══ Material for this task

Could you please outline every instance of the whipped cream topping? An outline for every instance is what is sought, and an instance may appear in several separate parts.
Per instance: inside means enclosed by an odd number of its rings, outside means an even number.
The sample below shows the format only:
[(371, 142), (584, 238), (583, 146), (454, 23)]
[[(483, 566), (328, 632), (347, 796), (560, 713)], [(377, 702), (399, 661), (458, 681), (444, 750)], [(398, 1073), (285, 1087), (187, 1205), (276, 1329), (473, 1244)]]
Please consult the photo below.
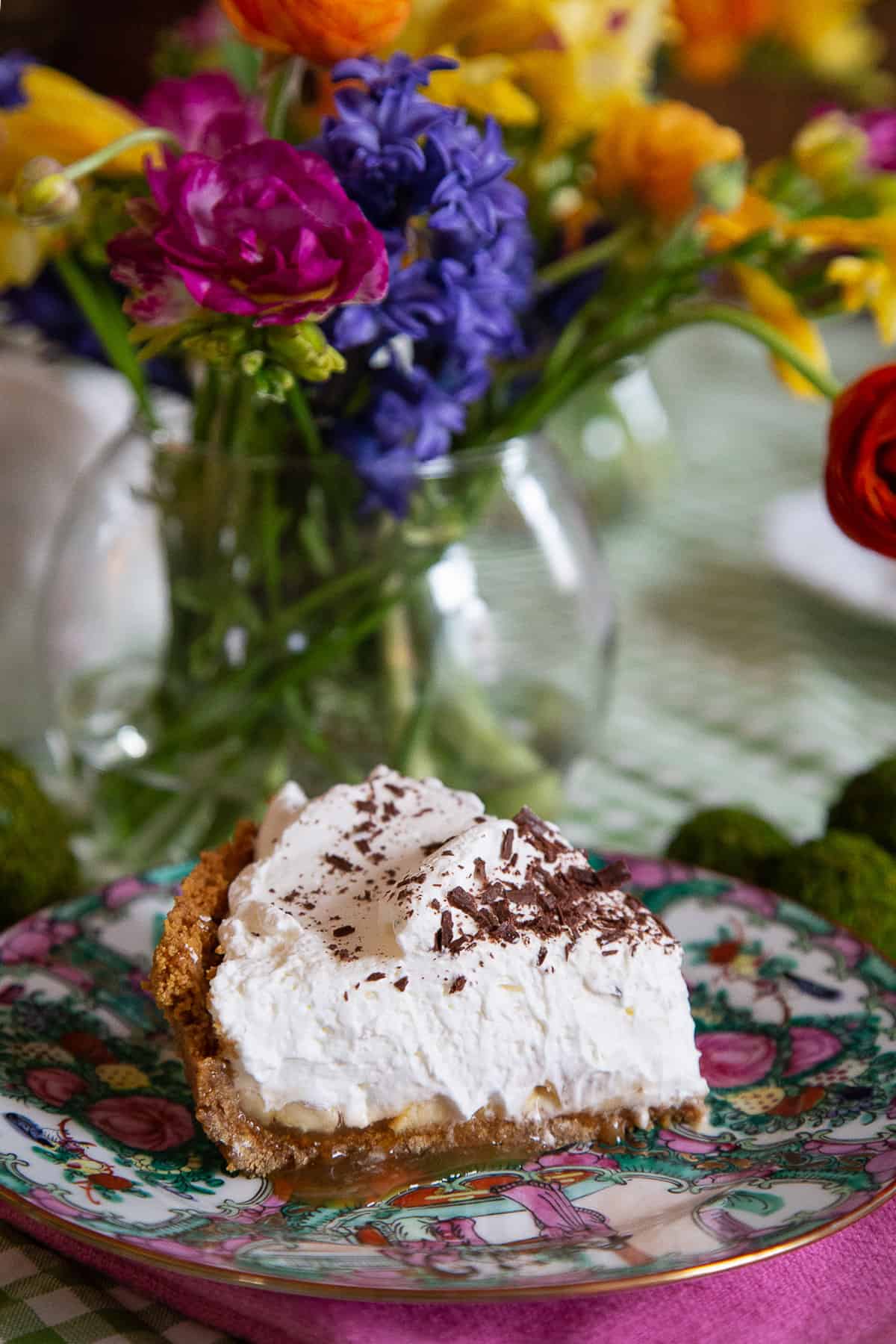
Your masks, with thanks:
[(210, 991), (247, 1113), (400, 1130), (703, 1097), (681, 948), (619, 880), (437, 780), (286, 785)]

════

Exercise details — Rewrite the records above in full, requests included, with every coordinate in the answers multiplied by 0.7 and rounded to a whole number, halves rounded up. Keep the coordinates in the requests and their format samples as they are, and leave the pictures out.

Exercise response —
Could you please outline every instance of the whipped cream topping? An outline for every instance is what is sought, and an instance may appear in several separate parts.
Per instance: inside means enclosed by an odd number of its rings, outside means an even number.
The sample below shows the format only:
[(371, 142), (584, 238), (583, 146), (454, 23)]
[[(483, 566), (328, 632), (347, 796), (560, 713)], [(377, 702), (399, 661), (458, 681), (444, 750)], [(398, 1073), (285, 1087), (187, 1205), (276, 1329), (473, 1244)]]
Please consult the photo below.
Your masks, with thanks:
[(147, 694), (173, 779), (280, 791), (492, 768), (477, 664), (433, 616), (306, 546), (200, 550)]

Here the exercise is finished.